Exercise objective: What is the number of lines in the listing that contain "window"? Give that number only.

Given data:
***
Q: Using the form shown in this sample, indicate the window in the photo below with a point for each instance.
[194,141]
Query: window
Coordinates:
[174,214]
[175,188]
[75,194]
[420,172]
***
Output below: 2